◆ Extracted information
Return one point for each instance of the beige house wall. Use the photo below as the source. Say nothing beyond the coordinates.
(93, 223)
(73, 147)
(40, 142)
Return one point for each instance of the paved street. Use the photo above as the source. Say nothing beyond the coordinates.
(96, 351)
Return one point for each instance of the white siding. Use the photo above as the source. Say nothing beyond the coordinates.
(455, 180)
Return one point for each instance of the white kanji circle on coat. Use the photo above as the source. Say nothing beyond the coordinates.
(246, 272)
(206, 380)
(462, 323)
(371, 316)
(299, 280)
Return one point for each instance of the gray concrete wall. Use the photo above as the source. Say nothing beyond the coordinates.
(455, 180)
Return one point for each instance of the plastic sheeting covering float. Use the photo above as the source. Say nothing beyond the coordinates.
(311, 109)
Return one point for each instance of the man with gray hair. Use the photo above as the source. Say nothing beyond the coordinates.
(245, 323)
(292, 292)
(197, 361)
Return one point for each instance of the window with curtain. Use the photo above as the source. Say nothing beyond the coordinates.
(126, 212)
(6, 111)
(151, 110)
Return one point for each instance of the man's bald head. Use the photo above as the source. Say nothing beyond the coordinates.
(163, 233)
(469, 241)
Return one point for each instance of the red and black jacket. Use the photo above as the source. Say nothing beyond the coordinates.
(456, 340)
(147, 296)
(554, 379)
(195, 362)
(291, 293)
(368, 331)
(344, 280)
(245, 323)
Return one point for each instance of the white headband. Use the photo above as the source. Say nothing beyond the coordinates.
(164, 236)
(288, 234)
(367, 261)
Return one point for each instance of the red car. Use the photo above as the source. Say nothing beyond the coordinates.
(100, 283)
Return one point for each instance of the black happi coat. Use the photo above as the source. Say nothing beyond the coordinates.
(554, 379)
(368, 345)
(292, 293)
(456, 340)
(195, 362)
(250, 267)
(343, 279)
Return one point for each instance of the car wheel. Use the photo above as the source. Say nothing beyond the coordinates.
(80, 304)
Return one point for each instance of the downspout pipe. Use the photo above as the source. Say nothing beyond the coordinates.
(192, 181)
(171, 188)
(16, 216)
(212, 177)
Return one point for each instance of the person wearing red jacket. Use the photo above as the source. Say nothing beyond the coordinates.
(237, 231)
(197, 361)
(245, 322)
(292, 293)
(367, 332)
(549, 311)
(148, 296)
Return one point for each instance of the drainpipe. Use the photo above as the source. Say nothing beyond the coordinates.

◆ Goal
Rename "coordinates" to "x and y values" at every occurrence in the material above. Write out all of the material again with no other change.

◆ Exercise response
Return one point for each instance of the beige house wall. Use the photo below as the source. Say nothing beyond the x and y values.
(93, 223)
(73, 147)
(40, 142)
Return one point for each instance of the paved street. Use the photo above as the source. Say nothing beyond the x and y values.
(96, 351)
Return one point for each instance of the white siding. Use the photo above as the source. Say nothing beyond the x and y values.
(455, 180)
Return one point for each instance of the white kanji circle on coat. Use the photo above as the source. Say nothing beyond the x and y values.
(246, 272)
(206, 380)
(462, 323)
(371, 316)
(299, 280)
Return one point for each instance of the gray concrete wall. Use the photo above as the source. Say nothing beyond the x and y values.
(455, 180)
Return one point for each instance of the plastic sheeting covering float. Use the photo above as the source. Say nothing beyond the x and y values.
(311, 109)
Return one point for each instance of the man with gray hair. Use the photo above as the source. Say nothing beyond the x and y values.
(245, 323)
(292, 292)
(197, 361)
Return one point for each instance of the window with curtain. Use the photo above as the source. Say nothing beyond the x and y values.
(126, 212)
(6, 111)
(151, 110)
Return one point for each instance of the man's bald head. Use the photo above as the source. Say nothing beyond the x and y values.
(163, 233)
(469, 241)
Return one point for each instance of the red and black jacket. Use the photo above as the source. Say nothing beyond the x and y values.
(456, 340)
(147, 296)
(554, 379)
(195, 362)
(291, 293)
(368, 331)
(344, 280)
(245, 323)
Return one point for each instance of the white headband. Use the photo above as the source. Say nothing beyond the x and y values.
(164, 236)
(288, 234)
(367, 261)
Return one point for each instance of the red car. Use the photo above as the source. Say nothing beyond the x and y values.
(100, 283)
Return one point for each instance of the black happi coat. Use the photo above as the source. Say nothing beyond the x and y values.
(554, 379)
(368, 345)
(292, 293)
(456, 340)
(195, 362)
(250, 267)
(343, 279)
Return one point for each instance of the car wheel. Use the photo above as the source. Say nothing beyond the x and y values.
(80, 304)
Return one point for each instance of the downspout pipe. Use the photo above as the source. Say nothing beyond the x and y values.
(192, 181)
(171, 188)
(16, 216)
(212, 177)
Return one point for each instance of the person wearing red jacket. Use the photo above as the source. Say nothing beyond the x and y values.
(237, 231)
(197, 361)
(245, 322)
(292, 293)
(367, 332)
(549, 311)
(148, 296)
Return one point for each instance of the drainpipe. Use the photo above as the source. Say nothing beyond the x and y values.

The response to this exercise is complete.